### WHAT IS ASKED
1: Answer these questions from the news excerpt about Rajiv's campaign against Chidambaram.
(a) How old is Rajiv?
(b) Which movement backs Rajiv even though he is running as an Independent?
(c) Who is managing Chidambaram's campaign?
2: Copy down the news excerpt about Rajiv's campaign against Chidambaram from "Asked how they" up to and including "his father’s campaign.".
Start of DOCUMENT EXCERPT
Rajiv, 26, an Independent, has emerged as the most unlikely candidate to challenge a senior Congress leader, since he comes from a family of Congress supporters (as his name suggests).

The student of constitutional law admits he has an uphill battle, especially because the LTTE had killed former Prime Minister Rajiv Gandhi.

“True, voters ask me how somebody with my name can ask for votes against the Congress and in support of the Lankan Tamils. My reply is that the present government has failed to reach out to the Lankan Tamils even to the extent Rajiv Gandhi had done during his tenure,” he says.

“Since Chidambaram represents the face of the Congress in Tamil Nadu and has been a key decision-maker on Sri Lanka as part of the UPA government, defeating him would invite national and even international attention to the problems of Lankan Tamils.”

Although he is fighting as an Independent, Rajiv is backed by the Muthukumar Makkal Ezhuchi Iyakkam, a movement started in the name of Muthukumar, the first person to commit self-immolation in January this year for the Lankan Tamil cause.

“Our handbills and speakers will explain to the voters that only when Chidambaram was the finance minister, the Indian government had extended all kinds of help to the Sri Lankan government (to carry out) its genocide,” explains Arun Shourie, the convener of the movement.

Shourie, also in his mid-20s, is named after the journalist-turned-politician who became a minister in Atal Bihari Vajpayee’s BJP-led government.

Asked how they planned to take on a veteran like Chidambaram with a massive record of work in the constituency, Shourie retorts that Chidambaram had won all these years “only because of his soft looks and white skin”.

If Chidambaram, whose complexion can at best be described as wheatish, is paling under the challenge, it isn’t obvious.

“First, the plight of the Lankan Tamils is not an election issue anywhere in the state,” says Karti Chidambaram, the home minister’s son who is managing his father’s campaign.

“Second, the voters here know the work done by my father during his last six terms. They will not be fooled by a few people who are seeking publicity.”
End of DOCUMENT EXCERPT
Start of DATA PROVIDED
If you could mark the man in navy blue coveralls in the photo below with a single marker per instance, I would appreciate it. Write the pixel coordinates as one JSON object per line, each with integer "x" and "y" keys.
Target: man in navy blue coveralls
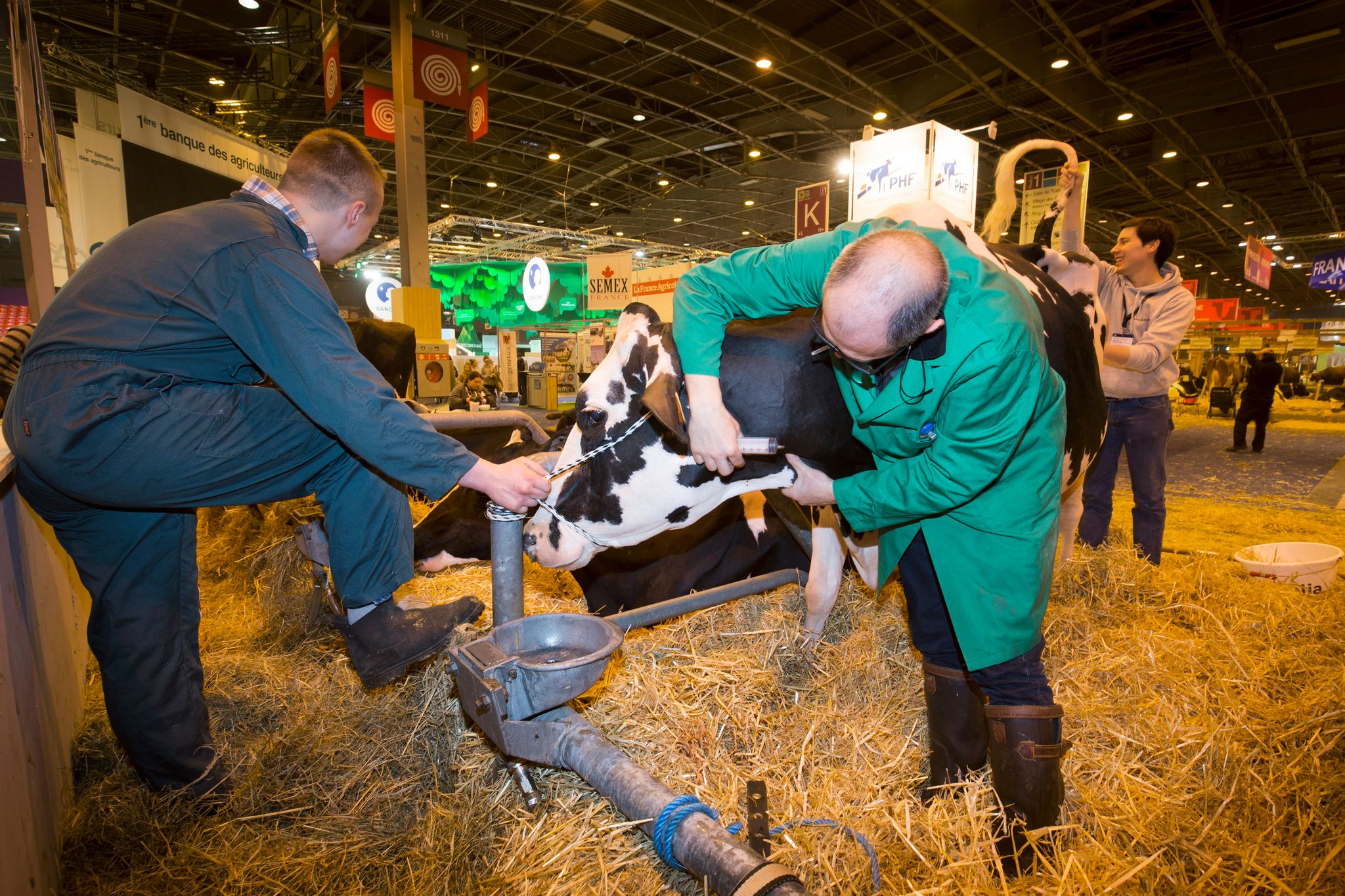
{"x": 197, "y": 359}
End of DATA PROVIDED
### SET OF ANSWERS
1:
(a) 26
(b) The Muthukumar Makkal Ezhuchi Iyakkam
(c) Karti Chidambaram, the home minister's son

2:
Asked how they planned to take on a veteran like Chidambaram with a massive record of work in the constituency, Shourie retorts that Chidambaram had won all these years “only because of his soft looks and white skin”.

If Chidambaram, whose complexion can at best be described as wheatish, is paling under the challenge, it isn’t obvious.

“First, the plight of the Lankan Tamils is not an election issue anywhere in the state,” says Karti Chidambaram, the home minister’s son who is managing his father’s campaign.